Islands are worlds

By Robert Edison Sandiford

Elemental: New and Selected Poems 1975–2005, by John Robert Lee
Peepal Tree Press, ISBN 9781845230623, 120 pp

John Robert Lee

John Robert Lee. Photo by Stephen Paul, courtesy the author

Great cities can inspire great books: London Fields, by Martin Amis; Paul Auster’s New York Trilogy; St Urbain’s Horseman, by Mordecai Richler; the short stories of Guy de Maupassant. Caribbean cities fit into this theory, too. Bridgetown, Georgetown, Kingston, Port of Spain — all must have their poet laureates.

In his blurb to John Robert Lee’s Elemental, Derek Walcott calls his fellow St Lucian “a scrupulous poet.” If by this he means Lee is the kind of poet who has tried to make the world outside his window count for something more than what others see, then he’s right. Castries, the capital of St Lucia, has often seemed to me constricted, covered on foot in a matter of minutes, and pale in the sunlight. After reading Lee’s Elemental, it’s time I took another trip.

The poems in this collection are slow-burning: they require re-reading in order to appreciate their full intensity. Lee is not a poet you rush. Not surprisingly, the longer poems are Elemental’s strength, and the most rewarding.

There are a number of threads to follow. One is introduced by the poem “Line”, written on the occasion of Walcott’s seventy-fifth birthday. Lee plays on the multiple meanings of the word, linking his lines of poetry with those of his country’s most celebrated poet, conjuring lines of succession as other St Lucian poets are discussed, and so on down the line. Whether talking about “the turning line” or “the ordering lines,” the younger poet tells the older poet: “It’s what’s left at the end of the line (I imagine you insisting) that / scans our lives, / marks our season’s faith, and amortises all indentured loans.”

Elemental’s most obvious theme is religious. “Creole Canticles”, “The Passion Canticles,” the “Canticles of the Risen Life”, and many others appeared earlier in 2008 in Canticles, albeit in slightly different form. These praise songs, untitled in that earlier collection, don’t particularly benefit from further qualifying. Nor does their entry provide fresh context in abstraction; as individual psalms, they lack bite. For all their refreshing Creole music, contemporary wit, varied shape, and sly bawdiness, the Saviour Lee has grappled with as man, poet, and preacher over the last three decades is often no more (or less) astonishing than the one encountered in the Bible. Lee is an engaging interpreter of the Christ story (“See, Holy Fool, You and Your Jews, I wash my hands of You!”), not a trailblazing re-interpreter.

All roads, however, notably the winding ones, lead to Castries. In “Line”, the poet asks:

When have I not walked, Walcott,
by your fire-scorched love,
through uptown lanes

of old Castries . . . ?

In this and other narratives, such as “Lusca”, the speaker grows bold with each additional line, despite self-doubt and denial, despite the limitations of his words and insight. “And so dear Lusca I have loss to claim: / my friends must know that town bred as I am, / my hands are soft, my feet cling poorly to the land . . .” But “Lusca” is also an erotic poem: the speaker is attempting to make love to the land, his land, and apologise for not paying her more mind:

And this is why, dear Lusca, I must remain a lover,
and have but safe acquaintance with your past.

Source excerpt:
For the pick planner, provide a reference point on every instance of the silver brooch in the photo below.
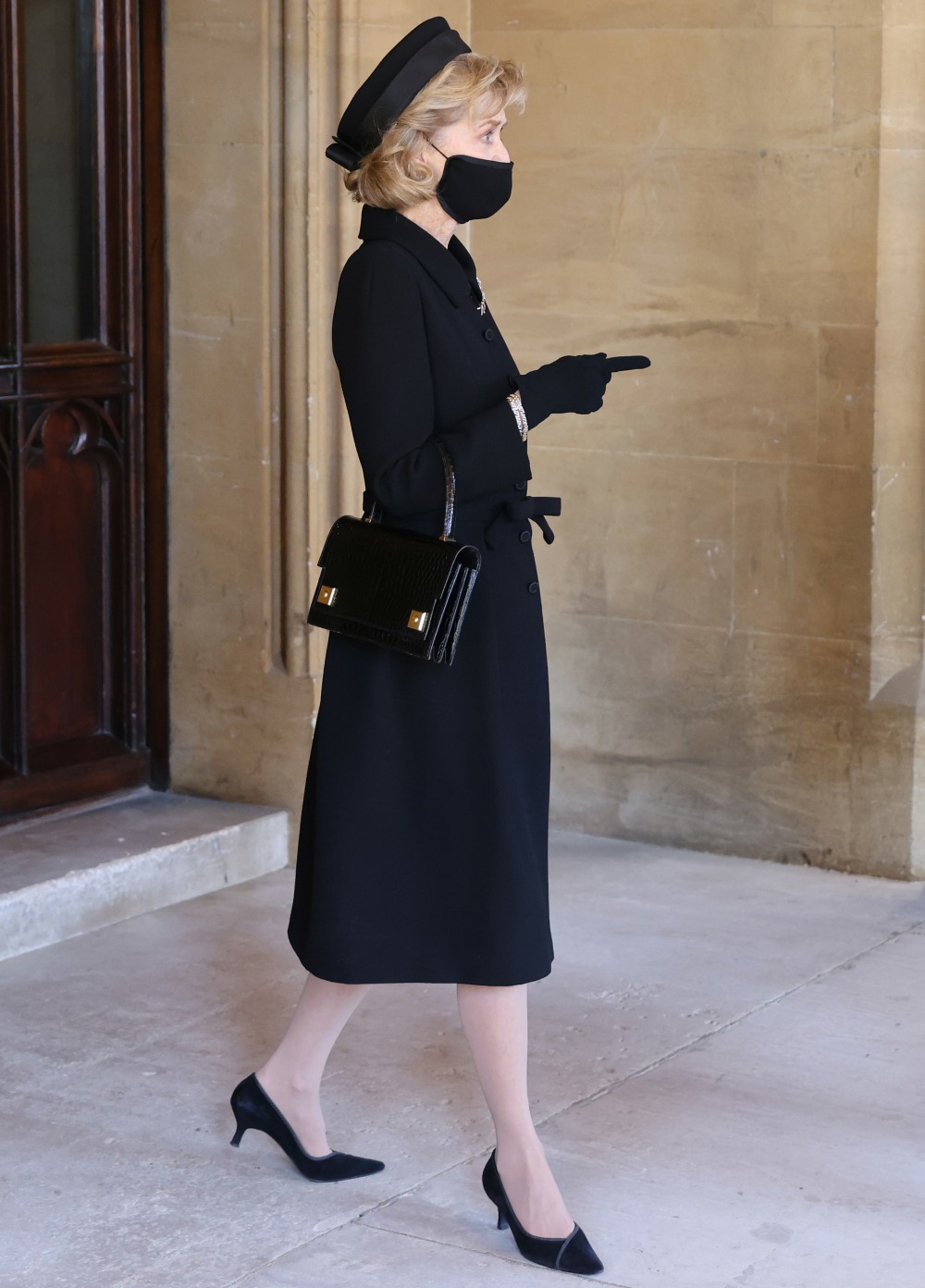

Objectives:
(a) Copy the review again from the words "Islands are worlds" through "their poet laureates.", replacing "poet laureates" with "chroniclers".
(b) Answer these questions using the review:
(i) Which press published Elemental?
(ii) On what occasion was the poem "Line" written?
(iii) In what year did the canticles first appear in Canticles?

Expected results:
(a)
Islands are worlds

By Robert Edison Sandiford

Elemental: New and Selected Poems 1975–2005, by John Robert Lee
Peepal Tree Press, ISBN 9781845230623, 120 pp

John Robert Lee

John Robert Lee. Photo by Stephen Paul, courtesy the author

Great cities can inspire great books: London Fields, by Martin Amis; Paul Auster’s New York Trilogy; St Urbain’s Horseman, by Mordecai Richler; the short stories of Guy de Maupassant. Caribbean cities fit into this theory, too. Bridgetown, Georgetown, Kingston, Port of Spain — all must have their chroniclers.

(b)
(i) Peepal Tree Press
(ii) Walcott's seventy-fifth birthday
(iii) 2008